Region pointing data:
== == ==
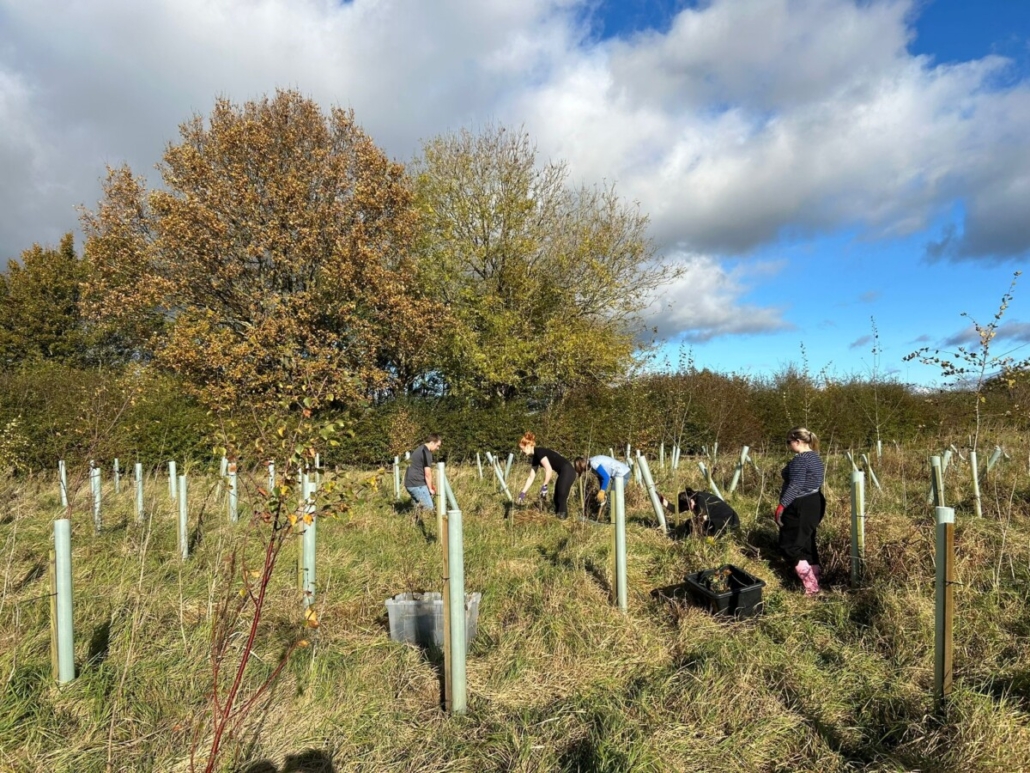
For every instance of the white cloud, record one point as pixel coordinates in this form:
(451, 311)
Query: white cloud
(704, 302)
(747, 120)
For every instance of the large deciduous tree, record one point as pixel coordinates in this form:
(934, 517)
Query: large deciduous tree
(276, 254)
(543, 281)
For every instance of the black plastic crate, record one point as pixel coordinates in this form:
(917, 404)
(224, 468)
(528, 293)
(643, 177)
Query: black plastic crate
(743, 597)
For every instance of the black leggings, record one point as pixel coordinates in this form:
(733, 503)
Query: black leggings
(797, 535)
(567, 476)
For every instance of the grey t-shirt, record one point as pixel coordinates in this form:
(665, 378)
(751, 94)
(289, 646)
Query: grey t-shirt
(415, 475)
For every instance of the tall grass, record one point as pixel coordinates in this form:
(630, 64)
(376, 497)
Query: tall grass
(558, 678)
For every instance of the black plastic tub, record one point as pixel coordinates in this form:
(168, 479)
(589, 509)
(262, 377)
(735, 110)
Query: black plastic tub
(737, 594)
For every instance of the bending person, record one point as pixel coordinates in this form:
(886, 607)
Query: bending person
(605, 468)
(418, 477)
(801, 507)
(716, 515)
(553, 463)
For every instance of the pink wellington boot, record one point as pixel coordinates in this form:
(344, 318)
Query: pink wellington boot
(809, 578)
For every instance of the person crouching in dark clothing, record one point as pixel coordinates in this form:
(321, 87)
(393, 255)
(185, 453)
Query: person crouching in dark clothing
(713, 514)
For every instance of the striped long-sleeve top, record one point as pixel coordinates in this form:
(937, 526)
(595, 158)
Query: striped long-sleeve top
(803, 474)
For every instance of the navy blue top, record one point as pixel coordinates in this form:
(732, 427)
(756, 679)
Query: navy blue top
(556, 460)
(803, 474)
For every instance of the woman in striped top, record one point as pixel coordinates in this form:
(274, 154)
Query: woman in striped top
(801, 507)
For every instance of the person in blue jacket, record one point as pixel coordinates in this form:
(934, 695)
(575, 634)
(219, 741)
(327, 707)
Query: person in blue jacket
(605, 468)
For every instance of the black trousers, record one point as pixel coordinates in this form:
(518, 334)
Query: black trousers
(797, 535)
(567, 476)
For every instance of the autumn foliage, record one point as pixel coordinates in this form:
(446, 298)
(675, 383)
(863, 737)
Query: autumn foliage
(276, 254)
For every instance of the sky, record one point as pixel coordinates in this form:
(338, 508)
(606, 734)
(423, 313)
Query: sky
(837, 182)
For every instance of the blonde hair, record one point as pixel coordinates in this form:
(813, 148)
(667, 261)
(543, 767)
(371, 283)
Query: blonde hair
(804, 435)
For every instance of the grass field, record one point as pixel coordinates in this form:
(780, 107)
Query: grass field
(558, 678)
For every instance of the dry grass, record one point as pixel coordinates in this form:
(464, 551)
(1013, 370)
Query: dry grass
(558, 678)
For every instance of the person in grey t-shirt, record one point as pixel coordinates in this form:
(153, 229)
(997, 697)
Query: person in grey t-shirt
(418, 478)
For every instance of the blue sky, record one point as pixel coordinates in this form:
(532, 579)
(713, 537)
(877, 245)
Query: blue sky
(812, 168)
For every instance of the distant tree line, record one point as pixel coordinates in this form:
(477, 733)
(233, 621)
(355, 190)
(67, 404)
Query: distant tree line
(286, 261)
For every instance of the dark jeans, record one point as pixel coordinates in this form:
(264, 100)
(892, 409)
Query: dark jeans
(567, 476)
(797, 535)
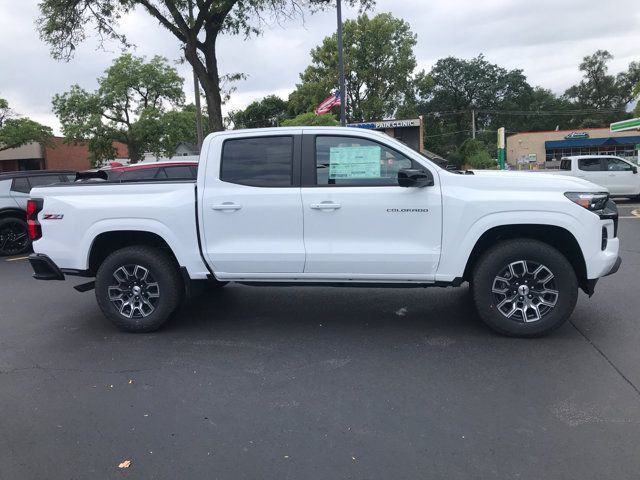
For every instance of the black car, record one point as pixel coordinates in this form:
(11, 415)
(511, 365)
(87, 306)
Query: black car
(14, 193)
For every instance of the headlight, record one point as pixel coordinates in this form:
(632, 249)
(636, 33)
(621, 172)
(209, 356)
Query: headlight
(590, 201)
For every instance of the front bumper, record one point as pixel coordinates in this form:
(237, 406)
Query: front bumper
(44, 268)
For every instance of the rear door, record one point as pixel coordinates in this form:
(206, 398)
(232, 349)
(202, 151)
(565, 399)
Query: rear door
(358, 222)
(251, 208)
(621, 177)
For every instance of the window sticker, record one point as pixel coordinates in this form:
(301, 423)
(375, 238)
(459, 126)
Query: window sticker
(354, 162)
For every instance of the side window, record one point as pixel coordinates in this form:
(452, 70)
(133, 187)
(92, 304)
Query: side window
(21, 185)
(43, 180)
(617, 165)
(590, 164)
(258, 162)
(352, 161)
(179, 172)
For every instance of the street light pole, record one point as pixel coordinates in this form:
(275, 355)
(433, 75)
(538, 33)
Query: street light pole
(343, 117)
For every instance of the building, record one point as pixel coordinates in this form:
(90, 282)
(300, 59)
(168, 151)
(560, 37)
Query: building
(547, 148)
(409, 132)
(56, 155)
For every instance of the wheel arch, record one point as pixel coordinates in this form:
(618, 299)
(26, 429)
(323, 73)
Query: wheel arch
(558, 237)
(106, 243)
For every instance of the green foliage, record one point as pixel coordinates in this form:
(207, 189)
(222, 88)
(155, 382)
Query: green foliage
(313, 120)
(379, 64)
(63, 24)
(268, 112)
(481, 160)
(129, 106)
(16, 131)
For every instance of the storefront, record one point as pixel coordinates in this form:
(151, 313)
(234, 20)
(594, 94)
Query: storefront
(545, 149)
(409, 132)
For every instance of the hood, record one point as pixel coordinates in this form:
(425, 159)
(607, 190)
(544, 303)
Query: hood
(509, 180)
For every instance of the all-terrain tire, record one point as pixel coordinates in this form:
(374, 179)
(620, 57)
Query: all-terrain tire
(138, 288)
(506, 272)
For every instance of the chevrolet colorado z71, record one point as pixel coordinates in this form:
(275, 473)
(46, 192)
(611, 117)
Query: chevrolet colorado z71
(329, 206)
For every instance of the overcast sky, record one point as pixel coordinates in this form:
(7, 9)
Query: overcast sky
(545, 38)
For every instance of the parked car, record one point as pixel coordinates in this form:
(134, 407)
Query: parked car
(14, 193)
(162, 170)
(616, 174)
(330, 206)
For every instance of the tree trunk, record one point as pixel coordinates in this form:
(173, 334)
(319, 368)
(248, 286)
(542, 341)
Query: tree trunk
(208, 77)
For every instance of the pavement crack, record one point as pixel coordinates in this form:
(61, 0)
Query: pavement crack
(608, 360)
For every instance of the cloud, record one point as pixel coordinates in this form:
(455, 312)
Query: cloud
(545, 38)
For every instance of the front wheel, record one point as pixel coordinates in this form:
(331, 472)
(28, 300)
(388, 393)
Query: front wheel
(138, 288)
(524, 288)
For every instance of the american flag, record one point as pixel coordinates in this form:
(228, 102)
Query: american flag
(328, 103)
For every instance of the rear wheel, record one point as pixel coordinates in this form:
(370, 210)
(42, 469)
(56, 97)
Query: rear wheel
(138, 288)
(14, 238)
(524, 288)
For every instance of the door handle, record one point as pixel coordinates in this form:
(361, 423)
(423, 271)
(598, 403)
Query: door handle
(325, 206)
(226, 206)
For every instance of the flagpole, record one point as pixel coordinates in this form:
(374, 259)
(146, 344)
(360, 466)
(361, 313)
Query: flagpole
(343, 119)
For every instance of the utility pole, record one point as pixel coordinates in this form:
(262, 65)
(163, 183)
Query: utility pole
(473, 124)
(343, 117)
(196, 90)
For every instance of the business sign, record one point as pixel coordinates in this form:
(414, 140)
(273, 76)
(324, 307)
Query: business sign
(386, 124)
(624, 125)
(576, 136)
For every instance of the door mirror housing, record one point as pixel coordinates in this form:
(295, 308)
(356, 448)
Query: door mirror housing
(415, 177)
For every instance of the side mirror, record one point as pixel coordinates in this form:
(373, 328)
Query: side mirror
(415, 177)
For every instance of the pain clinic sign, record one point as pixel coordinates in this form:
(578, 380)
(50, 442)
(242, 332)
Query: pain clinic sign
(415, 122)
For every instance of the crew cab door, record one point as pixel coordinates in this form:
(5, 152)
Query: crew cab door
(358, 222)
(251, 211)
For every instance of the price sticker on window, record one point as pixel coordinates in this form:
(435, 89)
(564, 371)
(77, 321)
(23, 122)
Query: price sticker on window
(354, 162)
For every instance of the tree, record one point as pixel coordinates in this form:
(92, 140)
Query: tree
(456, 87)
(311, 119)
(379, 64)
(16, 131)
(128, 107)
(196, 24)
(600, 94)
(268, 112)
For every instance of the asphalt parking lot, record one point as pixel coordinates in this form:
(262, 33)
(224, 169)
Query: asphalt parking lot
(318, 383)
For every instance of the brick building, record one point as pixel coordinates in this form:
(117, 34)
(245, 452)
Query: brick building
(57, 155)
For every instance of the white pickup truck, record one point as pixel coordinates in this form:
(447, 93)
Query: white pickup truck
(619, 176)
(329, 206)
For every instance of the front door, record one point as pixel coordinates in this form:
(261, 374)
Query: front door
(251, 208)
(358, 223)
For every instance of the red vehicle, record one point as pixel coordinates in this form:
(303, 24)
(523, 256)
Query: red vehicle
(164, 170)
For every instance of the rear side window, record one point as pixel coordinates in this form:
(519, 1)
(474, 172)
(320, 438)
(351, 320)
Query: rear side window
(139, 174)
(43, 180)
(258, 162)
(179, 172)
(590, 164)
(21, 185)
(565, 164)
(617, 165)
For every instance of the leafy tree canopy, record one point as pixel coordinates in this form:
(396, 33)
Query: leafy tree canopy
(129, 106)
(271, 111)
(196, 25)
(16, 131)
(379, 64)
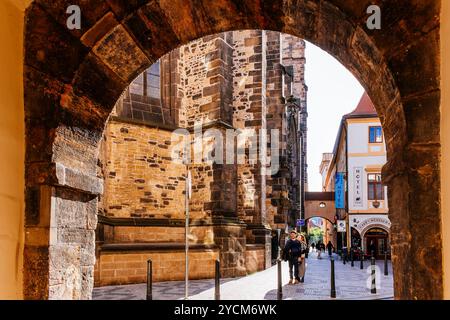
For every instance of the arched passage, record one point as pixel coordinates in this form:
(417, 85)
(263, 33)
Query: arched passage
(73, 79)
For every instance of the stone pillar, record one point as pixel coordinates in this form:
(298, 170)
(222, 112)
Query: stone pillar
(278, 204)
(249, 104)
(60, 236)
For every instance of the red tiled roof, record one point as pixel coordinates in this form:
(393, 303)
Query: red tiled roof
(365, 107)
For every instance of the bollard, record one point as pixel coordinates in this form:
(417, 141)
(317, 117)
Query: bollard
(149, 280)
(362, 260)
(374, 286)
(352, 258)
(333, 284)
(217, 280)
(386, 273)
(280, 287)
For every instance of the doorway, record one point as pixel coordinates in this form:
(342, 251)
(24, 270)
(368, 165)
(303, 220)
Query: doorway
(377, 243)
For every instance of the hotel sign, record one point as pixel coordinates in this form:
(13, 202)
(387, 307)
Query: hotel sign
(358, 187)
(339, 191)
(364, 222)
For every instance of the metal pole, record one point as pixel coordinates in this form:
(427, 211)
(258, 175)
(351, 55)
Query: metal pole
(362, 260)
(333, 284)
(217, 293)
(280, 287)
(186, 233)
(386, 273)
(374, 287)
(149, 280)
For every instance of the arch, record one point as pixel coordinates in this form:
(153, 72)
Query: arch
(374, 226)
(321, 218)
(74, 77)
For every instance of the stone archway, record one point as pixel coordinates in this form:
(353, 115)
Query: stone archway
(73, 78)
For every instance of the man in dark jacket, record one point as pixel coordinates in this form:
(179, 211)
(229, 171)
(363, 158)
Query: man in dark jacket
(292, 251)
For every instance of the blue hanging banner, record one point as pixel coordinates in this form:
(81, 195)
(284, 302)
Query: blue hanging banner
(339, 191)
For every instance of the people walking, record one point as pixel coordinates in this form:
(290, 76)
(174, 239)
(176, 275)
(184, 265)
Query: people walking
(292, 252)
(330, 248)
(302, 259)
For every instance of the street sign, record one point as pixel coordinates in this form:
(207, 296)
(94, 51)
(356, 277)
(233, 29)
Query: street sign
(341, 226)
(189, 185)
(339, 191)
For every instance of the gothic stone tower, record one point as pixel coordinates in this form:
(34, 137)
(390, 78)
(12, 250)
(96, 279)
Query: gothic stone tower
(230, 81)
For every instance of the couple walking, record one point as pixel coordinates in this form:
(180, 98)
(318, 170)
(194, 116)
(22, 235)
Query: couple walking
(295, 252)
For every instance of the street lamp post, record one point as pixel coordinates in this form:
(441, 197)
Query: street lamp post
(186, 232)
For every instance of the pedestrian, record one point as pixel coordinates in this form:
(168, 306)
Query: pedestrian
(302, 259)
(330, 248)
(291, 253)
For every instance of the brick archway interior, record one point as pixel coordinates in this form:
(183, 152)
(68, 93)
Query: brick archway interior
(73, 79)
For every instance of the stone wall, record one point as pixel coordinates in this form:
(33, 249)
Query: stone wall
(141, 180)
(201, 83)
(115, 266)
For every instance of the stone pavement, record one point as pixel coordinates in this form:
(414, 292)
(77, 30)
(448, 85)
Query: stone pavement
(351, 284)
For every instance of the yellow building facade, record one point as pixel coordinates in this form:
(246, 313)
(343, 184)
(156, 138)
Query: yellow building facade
== == ==
> _Exercise aim_:
Pull out every line holding "yellow" from the records above, and copy it.

> _Written reply_:
For every instance of the yellow building facade, record one point as pixel coordinates in this form:
Query: yellow building facade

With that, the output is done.